(Dataset records)

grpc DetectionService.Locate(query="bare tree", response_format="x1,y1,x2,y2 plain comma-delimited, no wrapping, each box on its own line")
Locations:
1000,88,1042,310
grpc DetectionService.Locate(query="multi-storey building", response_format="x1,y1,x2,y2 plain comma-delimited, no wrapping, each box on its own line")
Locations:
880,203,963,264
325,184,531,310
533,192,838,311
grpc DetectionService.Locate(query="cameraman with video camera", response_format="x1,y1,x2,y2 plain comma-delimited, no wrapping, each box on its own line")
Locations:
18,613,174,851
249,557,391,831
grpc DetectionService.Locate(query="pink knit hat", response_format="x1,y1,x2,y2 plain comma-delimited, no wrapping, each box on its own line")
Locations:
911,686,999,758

...

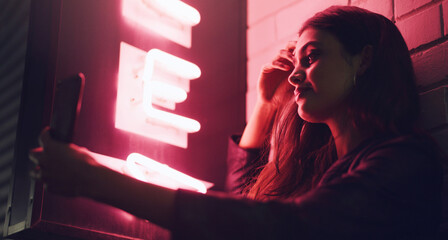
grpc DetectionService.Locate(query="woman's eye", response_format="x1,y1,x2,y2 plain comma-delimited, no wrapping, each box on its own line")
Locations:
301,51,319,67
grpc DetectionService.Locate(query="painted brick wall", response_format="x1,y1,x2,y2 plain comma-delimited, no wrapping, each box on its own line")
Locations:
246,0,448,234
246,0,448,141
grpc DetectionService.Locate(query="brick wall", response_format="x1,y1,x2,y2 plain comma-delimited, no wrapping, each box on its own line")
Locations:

---

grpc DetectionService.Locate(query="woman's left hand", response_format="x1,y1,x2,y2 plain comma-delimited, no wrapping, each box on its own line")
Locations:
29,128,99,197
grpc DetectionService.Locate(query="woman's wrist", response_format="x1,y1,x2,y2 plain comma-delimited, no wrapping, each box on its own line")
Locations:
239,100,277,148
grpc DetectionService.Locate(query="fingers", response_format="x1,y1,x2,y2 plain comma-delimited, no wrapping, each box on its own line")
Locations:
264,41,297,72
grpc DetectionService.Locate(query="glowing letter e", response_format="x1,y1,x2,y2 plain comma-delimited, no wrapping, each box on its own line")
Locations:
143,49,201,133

> [Task goal]: Return every line of the items above that contains the string "brick", matching case exactly.

> [Problem solution]:
grpc DetectionService.Locate(query="painted brick wall", response_format="x1,y1,x2,y2 plain comma-delimited, no wrapping, each box on its own line")
grpc DetectionService.Locate(query="brick wall", response_format="x1,y1,x2,y2 plain comma-delimited, no wrapping, each box on its own line")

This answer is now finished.